→ **Exercise**: Format the lines of the entries below, from the line containing "the white sheet" through the last line, as a JSON list of strings with one string per line, omitting blank lines.

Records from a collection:

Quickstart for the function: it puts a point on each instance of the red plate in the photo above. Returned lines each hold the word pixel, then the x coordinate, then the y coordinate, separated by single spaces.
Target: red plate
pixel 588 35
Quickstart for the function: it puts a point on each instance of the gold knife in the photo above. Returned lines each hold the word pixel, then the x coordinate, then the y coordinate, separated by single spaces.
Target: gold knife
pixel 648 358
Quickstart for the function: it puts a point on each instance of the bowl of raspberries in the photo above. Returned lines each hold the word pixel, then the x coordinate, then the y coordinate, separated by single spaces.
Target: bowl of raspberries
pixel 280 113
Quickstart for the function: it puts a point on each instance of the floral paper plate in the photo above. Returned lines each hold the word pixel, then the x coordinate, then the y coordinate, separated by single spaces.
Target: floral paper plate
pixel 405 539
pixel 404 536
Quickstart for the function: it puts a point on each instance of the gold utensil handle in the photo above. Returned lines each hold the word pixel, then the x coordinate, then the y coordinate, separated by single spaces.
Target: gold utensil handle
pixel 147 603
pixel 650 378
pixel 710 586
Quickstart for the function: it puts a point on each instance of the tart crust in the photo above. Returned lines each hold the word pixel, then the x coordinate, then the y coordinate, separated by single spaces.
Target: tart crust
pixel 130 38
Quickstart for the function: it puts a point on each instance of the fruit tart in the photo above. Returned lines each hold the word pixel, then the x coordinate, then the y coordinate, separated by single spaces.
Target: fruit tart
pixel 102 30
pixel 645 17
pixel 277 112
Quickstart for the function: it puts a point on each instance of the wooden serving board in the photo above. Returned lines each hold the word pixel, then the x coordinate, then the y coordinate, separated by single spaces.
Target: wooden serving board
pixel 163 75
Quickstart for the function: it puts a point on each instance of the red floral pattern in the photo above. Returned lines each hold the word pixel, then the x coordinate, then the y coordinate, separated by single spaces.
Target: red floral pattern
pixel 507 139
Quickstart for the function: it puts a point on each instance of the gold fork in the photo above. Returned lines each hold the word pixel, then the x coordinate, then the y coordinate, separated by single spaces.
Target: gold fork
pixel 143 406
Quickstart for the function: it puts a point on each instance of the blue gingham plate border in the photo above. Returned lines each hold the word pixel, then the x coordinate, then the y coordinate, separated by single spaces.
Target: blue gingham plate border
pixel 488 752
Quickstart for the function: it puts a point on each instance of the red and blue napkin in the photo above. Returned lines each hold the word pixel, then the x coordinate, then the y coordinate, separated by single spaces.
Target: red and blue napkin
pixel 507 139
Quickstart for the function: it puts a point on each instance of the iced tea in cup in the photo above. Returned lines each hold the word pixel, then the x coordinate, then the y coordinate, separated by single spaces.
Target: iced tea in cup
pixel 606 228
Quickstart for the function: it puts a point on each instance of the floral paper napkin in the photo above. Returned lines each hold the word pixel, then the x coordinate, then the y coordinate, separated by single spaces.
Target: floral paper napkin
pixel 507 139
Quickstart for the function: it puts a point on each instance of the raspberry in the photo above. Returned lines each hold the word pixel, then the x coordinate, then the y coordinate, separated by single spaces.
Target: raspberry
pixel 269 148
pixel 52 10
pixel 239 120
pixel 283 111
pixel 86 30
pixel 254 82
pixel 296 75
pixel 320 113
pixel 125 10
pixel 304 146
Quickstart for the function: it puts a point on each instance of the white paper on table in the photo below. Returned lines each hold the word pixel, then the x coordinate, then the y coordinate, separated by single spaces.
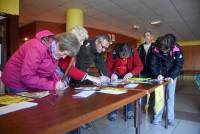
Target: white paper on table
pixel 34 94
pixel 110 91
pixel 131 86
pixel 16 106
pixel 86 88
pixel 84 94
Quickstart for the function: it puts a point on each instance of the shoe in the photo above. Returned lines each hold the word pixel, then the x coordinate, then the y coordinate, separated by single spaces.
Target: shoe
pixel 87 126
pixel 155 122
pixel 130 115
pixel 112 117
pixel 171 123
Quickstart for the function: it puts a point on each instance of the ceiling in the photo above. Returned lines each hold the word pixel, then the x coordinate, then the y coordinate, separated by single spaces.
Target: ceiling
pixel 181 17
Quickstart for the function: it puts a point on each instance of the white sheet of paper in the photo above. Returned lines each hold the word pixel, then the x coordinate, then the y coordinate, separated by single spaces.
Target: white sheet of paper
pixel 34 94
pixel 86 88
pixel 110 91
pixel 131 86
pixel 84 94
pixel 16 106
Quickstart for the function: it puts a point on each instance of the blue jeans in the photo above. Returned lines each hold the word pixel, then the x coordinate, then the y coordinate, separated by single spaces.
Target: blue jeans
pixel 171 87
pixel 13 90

→ **Answer to this exercise**:
[
  "Quickstart for the function: it puts a point on each instance of the white sheet of paper in the photo above. Returned lines each hold the word pixel, then the x coordinate, then the y coordinate, separated by single spaces.",
  "Target: white sheet of paper",
  "pixel 34 94",
  "pixel 86 88",
  "pixel 110 91",
  "pixel 131 86",
  "pixel 84 94",
  "pixel 16 106",
  "Quickstart for the function: it puts a point on each instance of the blue jeans in the photo above. Returned lines each hold the word pixel, then the x coordinate, then the y coordinate, separated by single spaces.",
  "Target: blue jeans",
  "pixel 171 87",
  "pixel 13 90"
]